Data entries

>>>

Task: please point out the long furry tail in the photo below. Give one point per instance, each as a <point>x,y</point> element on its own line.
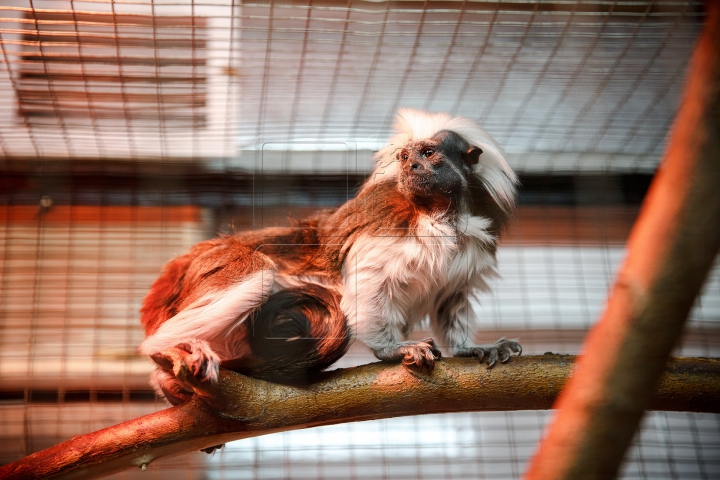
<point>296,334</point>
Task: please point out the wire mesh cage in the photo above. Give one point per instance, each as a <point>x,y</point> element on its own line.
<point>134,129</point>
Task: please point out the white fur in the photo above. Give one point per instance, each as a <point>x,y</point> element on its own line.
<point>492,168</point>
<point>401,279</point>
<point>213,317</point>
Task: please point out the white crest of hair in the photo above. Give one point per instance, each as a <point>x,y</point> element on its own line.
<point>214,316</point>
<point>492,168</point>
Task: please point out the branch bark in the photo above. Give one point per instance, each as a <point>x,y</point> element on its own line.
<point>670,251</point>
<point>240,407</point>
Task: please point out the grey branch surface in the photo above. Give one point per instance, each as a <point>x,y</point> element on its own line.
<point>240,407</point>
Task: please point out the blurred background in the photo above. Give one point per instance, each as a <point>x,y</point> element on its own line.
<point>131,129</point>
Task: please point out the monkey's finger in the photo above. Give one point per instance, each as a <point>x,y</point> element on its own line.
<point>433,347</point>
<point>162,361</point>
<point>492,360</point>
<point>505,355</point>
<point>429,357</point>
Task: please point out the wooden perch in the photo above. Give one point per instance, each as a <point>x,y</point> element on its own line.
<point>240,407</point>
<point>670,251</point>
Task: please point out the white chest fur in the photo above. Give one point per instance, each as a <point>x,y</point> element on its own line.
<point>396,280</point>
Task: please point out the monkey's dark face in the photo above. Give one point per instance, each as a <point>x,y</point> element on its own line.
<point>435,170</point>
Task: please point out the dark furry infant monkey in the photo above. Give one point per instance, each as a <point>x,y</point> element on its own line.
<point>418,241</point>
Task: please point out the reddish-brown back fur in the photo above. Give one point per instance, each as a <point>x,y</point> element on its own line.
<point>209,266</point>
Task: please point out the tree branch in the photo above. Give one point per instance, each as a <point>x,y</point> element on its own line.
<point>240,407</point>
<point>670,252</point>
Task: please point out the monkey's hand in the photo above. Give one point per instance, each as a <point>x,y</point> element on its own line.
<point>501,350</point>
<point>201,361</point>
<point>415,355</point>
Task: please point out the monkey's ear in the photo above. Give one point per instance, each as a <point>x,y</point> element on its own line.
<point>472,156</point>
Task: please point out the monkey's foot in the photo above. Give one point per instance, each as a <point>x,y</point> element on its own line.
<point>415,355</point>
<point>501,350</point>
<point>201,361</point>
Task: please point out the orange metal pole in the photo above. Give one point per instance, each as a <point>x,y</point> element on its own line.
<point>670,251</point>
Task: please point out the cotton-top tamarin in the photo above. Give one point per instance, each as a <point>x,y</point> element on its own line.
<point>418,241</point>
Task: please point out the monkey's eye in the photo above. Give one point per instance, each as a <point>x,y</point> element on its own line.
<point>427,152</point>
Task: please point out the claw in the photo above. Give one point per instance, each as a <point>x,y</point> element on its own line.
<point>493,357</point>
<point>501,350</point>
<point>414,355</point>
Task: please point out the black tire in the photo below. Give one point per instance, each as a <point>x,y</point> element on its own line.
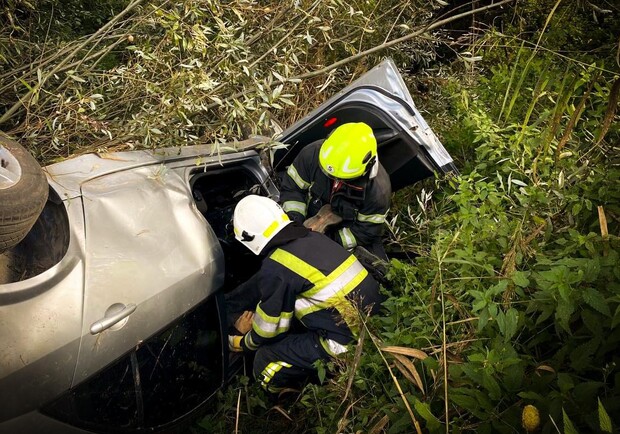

<<<
>>>

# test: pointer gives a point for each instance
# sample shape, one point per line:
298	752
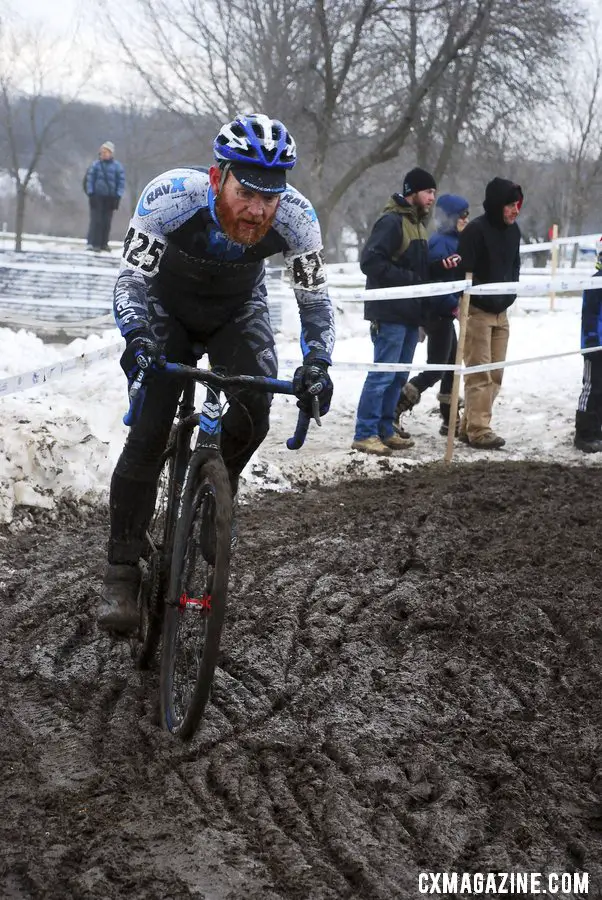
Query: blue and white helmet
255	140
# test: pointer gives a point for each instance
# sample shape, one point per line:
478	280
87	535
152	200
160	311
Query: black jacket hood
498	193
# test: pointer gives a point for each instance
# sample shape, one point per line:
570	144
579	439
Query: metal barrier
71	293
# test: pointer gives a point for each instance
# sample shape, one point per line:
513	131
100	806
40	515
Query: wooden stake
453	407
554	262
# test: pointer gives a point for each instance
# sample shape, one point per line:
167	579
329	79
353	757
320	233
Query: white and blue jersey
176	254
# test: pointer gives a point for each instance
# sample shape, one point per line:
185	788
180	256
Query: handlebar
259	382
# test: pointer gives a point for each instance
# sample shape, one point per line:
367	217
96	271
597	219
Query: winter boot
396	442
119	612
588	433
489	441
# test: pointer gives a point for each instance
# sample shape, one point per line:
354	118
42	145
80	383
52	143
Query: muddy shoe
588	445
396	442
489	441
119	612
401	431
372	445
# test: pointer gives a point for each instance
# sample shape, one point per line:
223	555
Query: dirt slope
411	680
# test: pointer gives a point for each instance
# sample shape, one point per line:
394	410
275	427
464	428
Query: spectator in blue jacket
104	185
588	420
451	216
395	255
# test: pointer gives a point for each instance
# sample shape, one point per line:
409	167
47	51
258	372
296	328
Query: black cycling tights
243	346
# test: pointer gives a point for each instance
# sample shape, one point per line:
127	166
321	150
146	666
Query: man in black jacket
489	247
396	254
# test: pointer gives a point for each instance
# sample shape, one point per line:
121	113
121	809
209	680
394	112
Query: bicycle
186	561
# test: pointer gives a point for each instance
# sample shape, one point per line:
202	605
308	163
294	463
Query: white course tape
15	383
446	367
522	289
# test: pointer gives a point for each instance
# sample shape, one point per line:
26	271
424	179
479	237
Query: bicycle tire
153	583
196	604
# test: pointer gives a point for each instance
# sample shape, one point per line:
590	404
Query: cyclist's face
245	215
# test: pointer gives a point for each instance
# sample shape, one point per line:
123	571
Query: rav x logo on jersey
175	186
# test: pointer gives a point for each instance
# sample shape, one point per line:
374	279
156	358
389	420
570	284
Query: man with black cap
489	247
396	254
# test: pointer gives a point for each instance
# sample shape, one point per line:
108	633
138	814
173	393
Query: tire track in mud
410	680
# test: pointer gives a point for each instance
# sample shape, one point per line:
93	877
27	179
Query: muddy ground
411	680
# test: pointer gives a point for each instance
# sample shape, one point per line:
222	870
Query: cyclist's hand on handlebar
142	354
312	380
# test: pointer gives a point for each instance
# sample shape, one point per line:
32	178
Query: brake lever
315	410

<<<

Work instruction
Beginning at the line with "Task: please point out the monkey's foot" and ending at the line with "Task: please point out the black", reproduce each line of the data above exactly, and add no other lines.

Reply to the exercise
Task: please point out the monkey's foot in the photo above. Give one point per instance, each as a <point>x,y</point> element on its own line.
<point>415,355</point>
<point>501,350</point>
<point>201,361</point>
Task: please point out the orange metal pole in the photo above. Give one point per instance, each as a <point>x,y</point> element on its own line.
<point>670,251</point>
Task: please point out the cotton-top tamarin in the photo above. Give one point per instance, each as a <point>x,y</point> element on its own line.
<point>418,241</point>
Task: please point out the monkey's eye in the photo above. Give one point per instance, each as a <point>x,y</point> element on its own line.
<point>427,152</point>
Task: please point out the claw in the photo above. Give one point per instance, each as a <point>x,y</point> element on its own line.
<point>493,357</point>
<point>501,350</point>
<point>414,355</point>
Task: please point out the black tire in the photo below. Give one point per instance, each as a <point>x,y</point> element on its own line.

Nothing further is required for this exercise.